-- START OF RECORDS FOR THIS TASK --

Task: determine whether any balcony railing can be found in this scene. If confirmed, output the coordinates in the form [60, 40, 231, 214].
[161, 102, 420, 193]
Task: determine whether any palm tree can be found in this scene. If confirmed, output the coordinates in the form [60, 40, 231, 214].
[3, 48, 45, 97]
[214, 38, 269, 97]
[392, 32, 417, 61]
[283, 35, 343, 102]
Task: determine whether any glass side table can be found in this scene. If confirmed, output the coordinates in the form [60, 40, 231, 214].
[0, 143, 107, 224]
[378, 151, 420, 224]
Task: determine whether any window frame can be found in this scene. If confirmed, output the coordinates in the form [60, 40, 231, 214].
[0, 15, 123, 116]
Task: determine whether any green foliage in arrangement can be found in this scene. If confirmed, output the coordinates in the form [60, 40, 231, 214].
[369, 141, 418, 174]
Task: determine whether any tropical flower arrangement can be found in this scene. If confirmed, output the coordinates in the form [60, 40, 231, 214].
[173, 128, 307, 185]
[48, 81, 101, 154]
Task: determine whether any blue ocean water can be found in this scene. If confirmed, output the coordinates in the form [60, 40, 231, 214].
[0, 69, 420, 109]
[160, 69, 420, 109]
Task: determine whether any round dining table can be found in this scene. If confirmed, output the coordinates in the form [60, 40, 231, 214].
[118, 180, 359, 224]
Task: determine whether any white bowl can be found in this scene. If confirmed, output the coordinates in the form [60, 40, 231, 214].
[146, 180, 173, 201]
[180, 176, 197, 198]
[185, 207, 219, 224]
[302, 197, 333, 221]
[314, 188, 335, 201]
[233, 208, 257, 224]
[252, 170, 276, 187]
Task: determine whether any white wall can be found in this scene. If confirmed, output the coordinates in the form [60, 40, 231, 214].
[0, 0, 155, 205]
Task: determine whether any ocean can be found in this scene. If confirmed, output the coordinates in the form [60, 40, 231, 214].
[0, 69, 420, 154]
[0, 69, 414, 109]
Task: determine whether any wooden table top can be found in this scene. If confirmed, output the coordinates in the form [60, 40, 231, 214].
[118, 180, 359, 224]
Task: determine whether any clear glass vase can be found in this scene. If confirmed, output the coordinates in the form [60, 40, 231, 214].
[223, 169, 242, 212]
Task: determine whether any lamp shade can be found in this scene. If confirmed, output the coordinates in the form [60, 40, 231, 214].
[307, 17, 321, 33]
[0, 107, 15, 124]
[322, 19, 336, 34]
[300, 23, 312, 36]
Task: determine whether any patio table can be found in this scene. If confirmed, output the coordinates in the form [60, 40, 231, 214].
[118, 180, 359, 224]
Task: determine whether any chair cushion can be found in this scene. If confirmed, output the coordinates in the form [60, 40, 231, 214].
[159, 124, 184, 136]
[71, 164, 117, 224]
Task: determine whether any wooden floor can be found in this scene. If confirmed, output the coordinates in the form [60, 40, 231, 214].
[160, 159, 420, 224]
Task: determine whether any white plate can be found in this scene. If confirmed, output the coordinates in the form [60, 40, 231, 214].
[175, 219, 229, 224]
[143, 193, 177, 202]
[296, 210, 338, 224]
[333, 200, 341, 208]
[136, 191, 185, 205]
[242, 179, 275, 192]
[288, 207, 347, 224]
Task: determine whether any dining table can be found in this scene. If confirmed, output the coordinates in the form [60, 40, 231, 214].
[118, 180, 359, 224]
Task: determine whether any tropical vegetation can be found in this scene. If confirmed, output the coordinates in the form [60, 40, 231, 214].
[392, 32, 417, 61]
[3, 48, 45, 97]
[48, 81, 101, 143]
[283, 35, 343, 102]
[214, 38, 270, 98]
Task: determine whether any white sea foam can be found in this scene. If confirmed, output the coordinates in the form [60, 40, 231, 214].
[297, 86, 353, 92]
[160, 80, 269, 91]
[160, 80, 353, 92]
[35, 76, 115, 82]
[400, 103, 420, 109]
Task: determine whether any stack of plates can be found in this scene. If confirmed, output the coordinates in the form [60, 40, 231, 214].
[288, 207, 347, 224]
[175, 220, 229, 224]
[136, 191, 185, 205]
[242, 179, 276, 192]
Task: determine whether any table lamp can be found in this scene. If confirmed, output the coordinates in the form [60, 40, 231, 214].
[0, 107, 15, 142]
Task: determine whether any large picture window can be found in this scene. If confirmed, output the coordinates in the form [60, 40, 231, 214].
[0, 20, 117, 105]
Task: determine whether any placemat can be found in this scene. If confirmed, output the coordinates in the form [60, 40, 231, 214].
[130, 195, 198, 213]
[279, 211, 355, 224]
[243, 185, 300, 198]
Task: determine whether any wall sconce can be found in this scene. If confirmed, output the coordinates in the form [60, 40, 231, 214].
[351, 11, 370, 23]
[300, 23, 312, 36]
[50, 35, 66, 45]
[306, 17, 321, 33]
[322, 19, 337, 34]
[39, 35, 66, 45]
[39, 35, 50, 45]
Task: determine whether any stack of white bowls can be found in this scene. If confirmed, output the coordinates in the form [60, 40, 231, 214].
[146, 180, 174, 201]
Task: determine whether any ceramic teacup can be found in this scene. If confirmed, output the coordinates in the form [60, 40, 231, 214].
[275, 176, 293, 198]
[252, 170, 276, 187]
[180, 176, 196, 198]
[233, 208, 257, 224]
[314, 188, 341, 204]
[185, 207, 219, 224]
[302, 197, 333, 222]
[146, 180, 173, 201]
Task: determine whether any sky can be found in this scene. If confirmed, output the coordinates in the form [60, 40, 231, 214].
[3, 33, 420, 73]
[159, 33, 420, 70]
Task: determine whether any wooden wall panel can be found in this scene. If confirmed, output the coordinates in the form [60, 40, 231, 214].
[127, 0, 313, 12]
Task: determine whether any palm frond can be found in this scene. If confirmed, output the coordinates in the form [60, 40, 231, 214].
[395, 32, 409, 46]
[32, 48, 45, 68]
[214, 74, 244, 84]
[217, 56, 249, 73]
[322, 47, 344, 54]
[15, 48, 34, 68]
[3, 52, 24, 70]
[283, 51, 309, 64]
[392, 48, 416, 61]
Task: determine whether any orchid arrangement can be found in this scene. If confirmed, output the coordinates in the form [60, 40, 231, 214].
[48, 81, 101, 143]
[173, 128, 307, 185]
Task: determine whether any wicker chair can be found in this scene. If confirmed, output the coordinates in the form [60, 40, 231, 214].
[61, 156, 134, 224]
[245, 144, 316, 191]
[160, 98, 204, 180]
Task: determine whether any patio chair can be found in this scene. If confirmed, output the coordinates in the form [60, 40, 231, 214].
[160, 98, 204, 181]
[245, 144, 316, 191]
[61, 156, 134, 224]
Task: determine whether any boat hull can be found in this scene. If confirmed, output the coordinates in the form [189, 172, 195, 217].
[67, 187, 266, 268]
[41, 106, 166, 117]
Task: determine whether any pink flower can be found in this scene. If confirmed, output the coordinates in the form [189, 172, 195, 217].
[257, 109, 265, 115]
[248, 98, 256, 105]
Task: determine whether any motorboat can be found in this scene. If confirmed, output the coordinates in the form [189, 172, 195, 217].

-- END OF RECORDS FOR THIS TASK --

TASK DESCRIPTION> Report each line of the records that contains the string "window". Case counts, so uppercase and lowercase letters must match.

RESPONSE TO THE TASK>
Task: determine whether any window frame can be found in this scene. If confirmed, output the coordinates in the form [60, 40, 231, 214].
Task: determine whether any large picture window can be found in this scene. If confirmed, output the coordinates in the form [60, 40, 231, 214].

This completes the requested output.